_DATA SHOWN_

--------------------

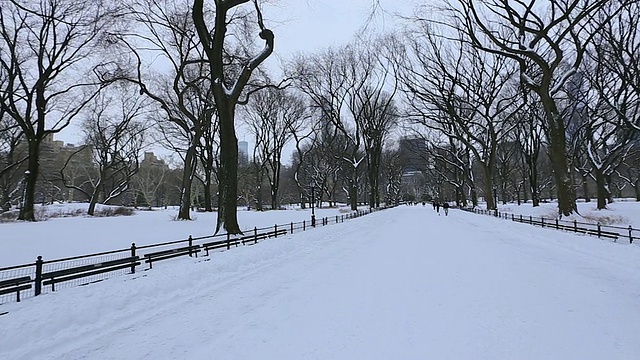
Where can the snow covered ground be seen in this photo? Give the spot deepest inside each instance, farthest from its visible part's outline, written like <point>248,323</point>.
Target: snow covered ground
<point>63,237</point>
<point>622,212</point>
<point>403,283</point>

--------------------

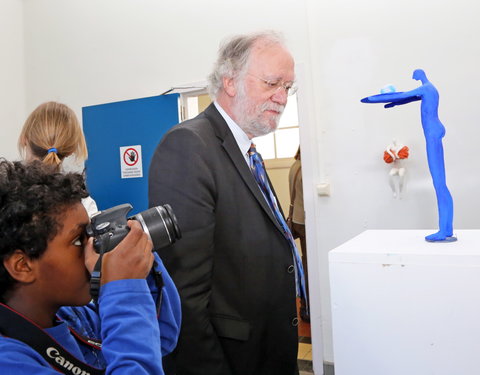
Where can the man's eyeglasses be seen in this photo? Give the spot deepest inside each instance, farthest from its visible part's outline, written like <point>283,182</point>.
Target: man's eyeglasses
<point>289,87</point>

--------------------

_EXERCISE REQUIREMENTS_
Please report every line in the entries above that holds the string "from".

_RESPONSE AREA_
Where can the snow covered ground be seen in this photo? Give the spot deepest inside each instance, farthest from its visible part's outline, written like <point>248,323</point>.
Where can the man's eyeglasses be seen in this photo? Give the spot deepest inside each instance, farthest from its visible part's outline, written like <point>283,182</point>.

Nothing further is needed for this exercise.